VORLIEGENDER TEXT →
Schwäbische Zeitung (Bad Saulgau)
Gutachter sieht keine Anhaltspunkte für eine psychische Störung
Sachverständige und Gutachter sagen vor dem Schwurgericht aus – Urteilsverkündung am Freitag erwartet
- Bei dem Mann, der seinen Mitbewohner in einem Asylbewerberheim in Hoßkirch mit einer Eisenstange schwer verletzt hat, sieht der Gutachter im Gerichtsprozess wegen Mordes keine psychischen Beeinträchtigungen beim Angeklagten. Am zweiten Verhandlungstag vor dem Schwurgericht Ravensburg stellte der psychiatrische Gutachter die volle strafrechtliche Schuldfähigkeit des 50-jährigen Angeklagten fest. Der Mann aus Somalia soll in einer Asylbewerberunterkunft in Hoßkirch im Februar 2021 versucht haben, einen Landsmann mit einer Metallstange sowie einem Küchenmesser unter Ausnutzung des Überraschungsmomentes zu töten. Dieser erlitt ein SchädelHirn-Trauma mit einer tiefen Kopfplatzwunde, eine Brustkorbprellung und eine Stichverletzung am Bein.

ÜBUNGSMATERIAL →
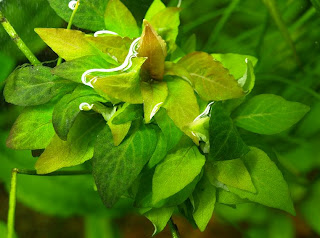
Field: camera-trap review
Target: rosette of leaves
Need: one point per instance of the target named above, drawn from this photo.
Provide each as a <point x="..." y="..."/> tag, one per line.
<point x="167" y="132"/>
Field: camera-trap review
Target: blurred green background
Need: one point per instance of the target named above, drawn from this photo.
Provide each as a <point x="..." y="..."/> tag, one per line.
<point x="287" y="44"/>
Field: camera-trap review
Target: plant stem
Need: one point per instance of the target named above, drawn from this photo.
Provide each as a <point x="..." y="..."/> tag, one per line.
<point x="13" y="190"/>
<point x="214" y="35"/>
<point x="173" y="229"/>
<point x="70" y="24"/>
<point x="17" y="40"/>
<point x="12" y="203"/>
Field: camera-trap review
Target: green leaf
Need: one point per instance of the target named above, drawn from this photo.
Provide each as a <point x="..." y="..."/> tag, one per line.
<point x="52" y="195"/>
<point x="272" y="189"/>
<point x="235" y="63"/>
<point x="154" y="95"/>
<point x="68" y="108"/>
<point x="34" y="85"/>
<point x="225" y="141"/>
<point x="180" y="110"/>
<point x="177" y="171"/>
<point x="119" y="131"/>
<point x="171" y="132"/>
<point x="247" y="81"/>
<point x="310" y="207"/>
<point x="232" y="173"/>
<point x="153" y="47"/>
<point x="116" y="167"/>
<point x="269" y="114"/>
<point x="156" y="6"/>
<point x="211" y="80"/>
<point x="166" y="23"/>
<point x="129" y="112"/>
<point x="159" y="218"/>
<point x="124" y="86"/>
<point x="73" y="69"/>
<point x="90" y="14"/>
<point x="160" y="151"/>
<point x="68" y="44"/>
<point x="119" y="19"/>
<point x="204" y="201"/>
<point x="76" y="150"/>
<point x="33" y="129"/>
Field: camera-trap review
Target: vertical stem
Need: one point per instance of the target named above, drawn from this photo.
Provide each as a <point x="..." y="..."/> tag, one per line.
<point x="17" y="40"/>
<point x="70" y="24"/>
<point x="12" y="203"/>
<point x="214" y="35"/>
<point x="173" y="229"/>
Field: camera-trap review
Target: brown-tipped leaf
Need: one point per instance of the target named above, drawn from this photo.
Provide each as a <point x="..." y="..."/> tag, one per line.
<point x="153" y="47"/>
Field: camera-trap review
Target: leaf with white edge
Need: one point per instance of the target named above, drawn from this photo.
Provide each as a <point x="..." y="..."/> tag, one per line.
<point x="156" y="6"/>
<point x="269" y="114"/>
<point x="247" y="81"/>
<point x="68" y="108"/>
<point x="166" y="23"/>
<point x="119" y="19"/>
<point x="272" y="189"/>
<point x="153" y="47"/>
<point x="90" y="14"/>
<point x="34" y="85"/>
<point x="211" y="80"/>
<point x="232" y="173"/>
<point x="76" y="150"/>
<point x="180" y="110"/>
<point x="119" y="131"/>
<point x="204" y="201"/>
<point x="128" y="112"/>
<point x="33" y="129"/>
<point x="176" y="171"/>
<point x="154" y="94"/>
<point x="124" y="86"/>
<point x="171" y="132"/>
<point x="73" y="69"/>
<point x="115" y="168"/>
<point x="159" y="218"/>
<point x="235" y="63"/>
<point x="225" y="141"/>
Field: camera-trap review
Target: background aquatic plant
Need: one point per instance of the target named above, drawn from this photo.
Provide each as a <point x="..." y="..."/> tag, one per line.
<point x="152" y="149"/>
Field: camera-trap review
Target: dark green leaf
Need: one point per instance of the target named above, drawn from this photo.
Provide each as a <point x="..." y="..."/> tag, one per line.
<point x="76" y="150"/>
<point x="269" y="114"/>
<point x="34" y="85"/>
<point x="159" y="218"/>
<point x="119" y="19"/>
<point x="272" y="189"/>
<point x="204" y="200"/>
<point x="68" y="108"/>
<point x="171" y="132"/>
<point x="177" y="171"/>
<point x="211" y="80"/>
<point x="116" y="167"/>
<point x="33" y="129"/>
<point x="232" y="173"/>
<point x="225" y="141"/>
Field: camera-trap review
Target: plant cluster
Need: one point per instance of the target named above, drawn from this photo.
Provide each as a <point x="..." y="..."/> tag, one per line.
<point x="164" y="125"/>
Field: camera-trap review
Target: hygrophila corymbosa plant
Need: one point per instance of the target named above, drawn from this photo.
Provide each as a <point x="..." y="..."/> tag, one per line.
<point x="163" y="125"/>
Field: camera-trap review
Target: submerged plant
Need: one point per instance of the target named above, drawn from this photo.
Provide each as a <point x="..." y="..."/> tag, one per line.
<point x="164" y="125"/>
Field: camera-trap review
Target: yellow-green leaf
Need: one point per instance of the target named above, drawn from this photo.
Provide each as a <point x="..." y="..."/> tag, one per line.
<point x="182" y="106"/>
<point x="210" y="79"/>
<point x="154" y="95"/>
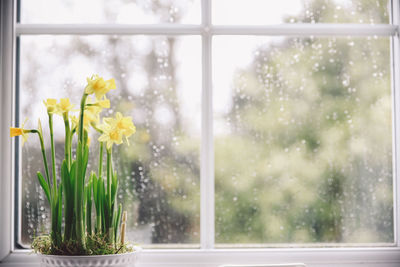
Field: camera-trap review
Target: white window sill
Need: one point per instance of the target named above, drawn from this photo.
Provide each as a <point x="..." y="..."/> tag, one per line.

...

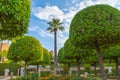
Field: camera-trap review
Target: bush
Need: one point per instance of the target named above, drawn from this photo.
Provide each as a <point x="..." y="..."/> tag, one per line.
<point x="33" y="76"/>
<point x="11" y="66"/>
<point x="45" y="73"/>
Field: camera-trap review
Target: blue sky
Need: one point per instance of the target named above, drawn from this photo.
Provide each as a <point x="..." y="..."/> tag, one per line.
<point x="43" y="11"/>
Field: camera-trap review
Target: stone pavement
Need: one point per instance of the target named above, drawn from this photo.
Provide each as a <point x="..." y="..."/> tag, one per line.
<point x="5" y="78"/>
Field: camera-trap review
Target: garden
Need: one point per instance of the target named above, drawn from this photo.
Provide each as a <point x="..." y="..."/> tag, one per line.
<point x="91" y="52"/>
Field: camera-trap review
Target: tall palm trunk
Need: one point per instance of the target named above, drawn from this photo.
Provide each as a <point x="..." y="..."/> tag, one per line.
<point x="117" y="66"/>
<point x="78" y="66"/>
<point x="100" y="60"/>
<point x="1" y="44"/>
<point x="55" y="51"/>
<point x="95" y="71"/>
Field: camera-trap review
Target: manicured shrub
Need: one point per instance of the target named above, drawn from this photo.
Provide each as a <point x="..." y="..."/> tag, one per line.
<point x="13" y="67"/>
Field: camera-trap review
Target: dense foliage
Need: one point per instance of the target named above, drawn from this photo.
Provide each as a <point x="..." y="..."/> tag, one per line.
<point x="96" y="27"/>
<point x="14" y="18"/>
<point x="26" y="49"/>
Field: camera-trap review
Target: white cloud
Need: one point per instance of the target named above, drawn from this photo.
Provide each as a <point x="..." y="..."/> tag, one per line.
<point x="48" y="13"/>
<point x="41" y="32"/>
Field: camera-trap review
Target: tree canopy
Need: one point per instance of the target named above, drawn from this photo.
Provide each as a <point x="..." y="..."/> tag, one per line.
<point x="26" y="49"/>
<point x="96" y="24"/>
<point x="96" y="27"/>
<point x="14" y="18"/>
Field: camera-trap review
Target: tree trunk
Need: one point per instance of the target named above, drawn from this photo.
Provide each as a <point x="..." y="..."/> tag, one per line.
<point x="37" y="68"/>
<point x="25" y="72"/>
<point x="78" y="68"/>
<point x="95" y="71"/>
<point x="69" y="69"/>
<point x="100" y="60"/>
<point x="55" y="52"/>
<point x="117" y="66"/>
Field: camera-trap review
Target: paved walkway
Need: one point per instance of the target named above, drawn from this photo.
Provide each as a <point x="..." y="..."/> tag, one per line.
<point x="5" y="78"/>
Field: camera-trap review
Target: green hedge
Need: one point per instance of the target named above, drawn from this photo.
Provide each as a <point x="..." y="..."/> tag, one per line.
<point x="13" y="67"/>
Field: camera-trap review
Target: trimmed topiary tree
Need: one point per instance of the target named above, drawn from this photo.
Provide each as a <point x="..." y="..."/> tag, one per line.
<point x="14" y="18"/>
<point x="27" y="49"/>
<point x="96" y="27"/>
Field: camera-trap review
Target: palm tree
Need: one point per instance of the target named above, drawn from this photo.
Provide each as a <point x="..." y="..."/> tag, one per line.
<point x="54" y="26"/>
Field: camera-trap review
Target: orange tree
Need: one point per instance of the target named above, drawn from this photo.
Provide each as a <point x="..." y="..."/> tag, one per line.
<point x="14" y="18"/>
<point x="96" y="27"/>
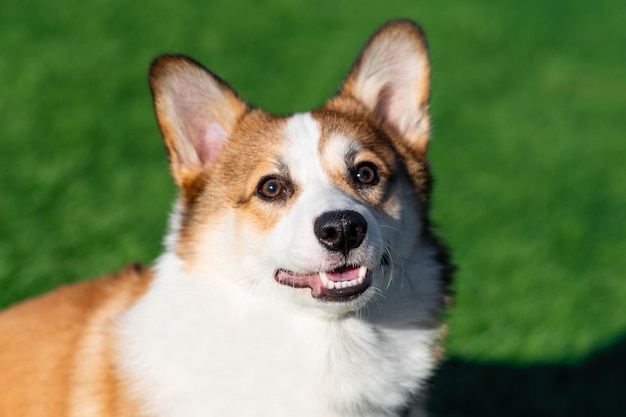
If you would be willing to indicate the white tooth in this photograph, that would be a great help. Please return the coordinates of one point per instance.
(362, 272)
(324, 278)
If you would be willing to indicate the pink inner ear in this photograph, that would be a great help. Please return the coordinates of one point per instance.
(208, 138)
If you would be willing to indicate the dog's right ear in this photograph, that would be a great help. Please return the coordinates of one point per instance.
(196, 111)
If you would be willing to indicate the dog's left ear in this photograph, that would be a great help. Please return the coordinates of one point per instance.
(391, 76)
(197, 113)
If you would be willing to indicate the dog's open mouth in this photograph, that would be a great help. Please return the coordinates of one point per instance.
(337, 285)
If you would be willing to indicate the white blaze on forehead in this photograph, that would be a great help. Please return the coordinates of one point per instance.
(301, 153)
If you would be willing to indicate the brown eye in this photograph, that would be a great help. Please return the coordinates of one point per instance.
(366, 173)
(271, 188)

* * *

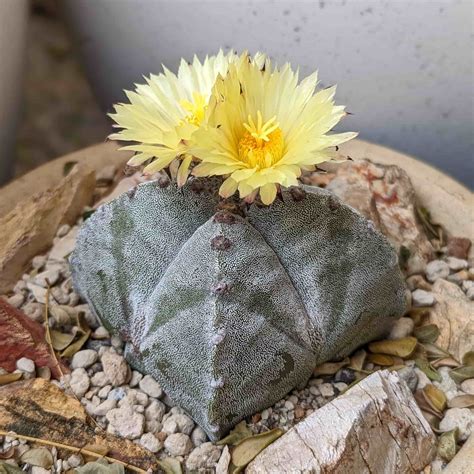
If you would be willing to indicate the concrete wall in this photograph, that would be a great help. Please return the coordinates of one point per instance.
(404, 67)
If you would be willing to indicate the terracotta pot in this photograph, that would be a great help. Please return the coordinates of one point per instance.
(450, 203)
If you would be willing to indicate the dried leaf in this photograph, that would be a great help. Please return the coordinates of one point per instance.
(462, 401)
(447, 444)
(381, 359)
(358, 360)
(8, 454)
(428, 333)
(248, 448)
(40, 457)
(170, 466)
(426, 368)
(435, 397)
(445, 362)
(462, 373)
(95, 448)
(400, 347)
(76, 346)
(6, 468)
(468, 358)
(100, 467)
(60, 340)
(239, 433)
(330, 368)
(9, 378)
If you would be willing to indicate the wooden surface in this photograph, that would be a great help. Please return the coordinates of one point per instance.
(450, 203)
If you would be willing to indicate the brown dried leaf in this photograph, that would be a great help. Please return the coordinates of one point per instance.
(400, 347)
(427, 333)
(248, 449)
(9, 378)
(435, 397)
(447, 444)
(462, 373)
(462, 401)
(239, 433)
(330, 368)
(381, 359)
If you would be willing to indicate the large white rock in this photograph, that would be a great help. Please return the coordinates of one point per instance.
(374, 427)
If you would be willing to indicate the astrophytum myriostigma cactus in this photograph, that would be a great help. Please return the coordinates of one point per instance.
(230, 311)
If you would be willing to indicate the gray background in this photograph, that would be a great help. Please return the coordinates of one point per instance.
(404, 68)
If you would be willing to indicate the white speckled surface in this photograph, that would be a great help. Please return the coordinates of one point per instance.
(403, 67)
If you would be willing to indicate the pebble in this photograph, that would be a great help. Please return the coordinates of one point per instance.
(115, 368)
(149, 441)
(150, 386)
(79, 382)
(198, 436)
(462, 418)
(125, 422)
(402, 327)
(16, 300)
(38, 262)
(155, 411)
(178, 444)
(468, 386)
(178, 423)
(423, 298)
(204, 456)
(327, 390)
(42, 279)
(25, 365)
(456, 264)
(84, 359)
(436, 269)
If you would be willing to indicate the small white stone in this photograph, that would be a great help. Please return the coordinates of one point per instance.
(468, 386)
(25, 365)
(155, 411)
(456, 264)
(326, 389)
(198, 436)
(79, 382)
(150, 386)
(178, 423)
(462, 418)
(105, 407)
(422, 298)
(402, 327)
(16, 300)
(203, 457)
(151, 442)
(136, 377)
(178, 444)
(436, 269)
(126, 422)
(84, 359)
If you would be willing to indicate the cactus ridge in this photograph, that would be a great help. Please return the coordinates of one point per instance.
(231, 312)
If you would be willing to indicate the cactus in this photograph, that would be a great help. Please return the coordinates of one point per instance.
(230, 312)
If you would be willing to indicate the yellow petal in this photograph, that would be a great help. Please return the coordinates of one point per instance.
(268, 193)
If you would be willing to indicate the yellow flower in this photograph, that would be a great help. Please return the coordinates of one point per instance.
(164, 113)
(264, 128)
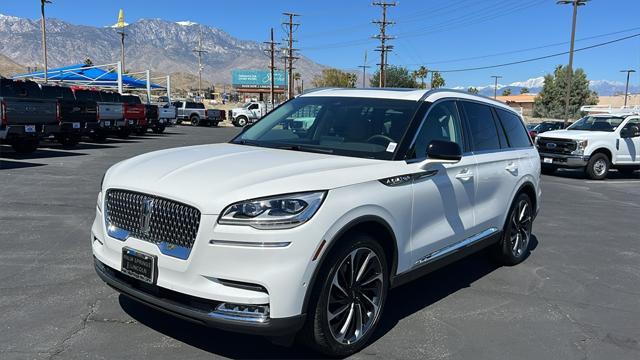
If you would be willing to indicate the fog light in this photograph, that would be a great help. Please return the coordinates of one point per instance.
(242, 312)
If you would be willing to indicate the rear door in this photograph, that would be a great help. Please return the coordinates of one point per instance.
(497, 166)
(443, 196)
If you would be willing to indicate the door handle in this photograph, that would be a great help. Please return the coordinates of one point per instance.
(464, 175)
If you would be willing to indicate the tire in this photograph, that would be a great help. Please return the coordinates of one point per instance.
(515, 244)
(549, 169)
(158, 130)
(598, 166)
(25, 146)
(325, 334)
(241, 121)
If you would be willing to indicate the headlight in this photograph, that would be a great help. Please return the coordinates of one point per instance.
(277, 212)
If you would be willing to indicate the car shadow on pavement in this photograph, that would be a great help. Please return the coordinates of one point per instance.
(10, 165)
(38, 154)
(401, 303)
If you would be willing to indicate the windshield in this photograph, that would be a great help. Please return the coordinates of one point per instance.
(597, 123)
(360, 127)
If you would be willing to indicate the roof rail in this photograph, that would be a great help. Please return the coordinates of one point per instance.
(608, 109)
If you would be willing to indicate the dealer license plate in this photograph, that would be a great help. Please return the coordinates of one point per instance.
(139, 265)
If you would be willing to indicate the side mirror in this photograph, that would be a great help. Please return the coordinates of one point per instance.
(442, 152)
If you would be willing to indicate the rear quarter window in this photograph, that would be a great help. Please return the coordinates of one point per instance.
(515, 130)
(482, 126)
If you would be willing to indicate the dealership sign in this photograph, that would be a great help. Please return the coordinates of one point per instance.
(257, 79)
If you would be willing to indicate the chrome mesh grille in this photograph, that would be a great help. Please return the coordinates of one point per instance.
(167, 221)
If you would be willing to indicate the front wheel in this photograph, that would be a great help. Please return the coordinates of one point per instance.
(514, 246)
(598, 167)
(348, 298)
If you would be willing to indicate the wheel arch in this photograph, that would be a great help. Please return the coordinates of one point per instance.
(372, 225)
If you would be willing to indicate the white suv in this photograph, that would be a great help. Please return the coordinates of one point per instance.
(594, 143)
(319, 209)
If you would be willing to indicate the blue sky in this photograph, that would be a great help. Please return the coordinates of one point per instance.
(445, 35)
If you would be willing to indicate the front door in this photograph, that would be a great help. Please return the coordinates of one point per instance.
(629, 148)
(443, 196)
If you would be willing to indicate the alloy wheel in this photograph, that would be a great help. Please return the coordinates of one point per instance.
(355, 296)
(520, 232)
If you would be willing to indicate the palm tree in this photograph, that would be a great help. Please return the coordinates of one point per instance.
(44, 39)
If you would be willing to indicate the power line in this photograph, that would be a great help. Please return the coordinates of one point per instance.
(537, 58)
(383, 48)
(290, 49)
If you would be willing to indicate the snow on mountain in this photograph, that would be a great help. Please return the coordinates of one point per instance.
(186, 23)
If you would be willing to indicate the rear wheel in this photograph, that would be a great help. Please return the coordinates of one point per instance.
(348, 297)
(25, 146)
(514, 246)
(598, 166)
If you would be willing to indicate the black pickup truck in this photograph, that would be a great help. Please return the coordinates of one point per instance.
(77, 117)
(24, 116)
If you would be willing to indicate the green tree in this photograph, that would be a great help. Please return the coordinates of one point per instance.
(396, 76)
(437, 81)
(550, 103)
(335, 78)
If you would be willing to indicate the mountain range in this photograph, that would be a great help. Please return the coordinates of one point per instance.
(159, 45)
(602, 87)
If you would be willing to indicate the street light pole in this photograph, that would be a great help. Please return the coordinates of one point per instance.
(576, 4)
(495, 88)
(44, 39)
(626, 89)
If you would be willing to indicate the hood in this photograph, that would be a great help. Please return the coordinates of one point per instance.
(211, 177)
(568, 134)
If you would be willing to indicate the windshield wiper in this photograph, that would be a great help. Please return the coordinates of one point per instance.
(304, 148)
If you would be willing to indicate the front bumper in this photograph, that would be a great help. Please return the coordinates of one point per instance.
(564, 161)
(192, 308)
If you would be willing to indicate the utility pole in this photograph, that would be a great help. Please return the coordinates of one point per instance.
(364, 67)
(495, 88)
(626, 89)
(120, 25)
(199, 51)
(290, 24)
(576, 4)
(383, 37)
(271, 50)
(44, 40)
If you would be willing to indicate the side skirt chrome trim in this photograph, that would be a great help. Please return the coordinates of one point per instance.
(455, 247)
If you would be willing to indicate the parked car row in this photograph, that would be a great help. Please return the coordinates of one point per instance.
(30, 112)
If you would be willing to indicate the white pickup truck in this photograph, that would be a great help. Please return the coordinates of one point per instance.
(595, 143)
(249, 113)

ZIEL DER AUFGABE → In welchem Monat und Jahr soll der Angeklagte laut dem Zeitungsbericht versucht haben, seinen Landsmann zu töten?

ANTWORT → Im Februar 2021.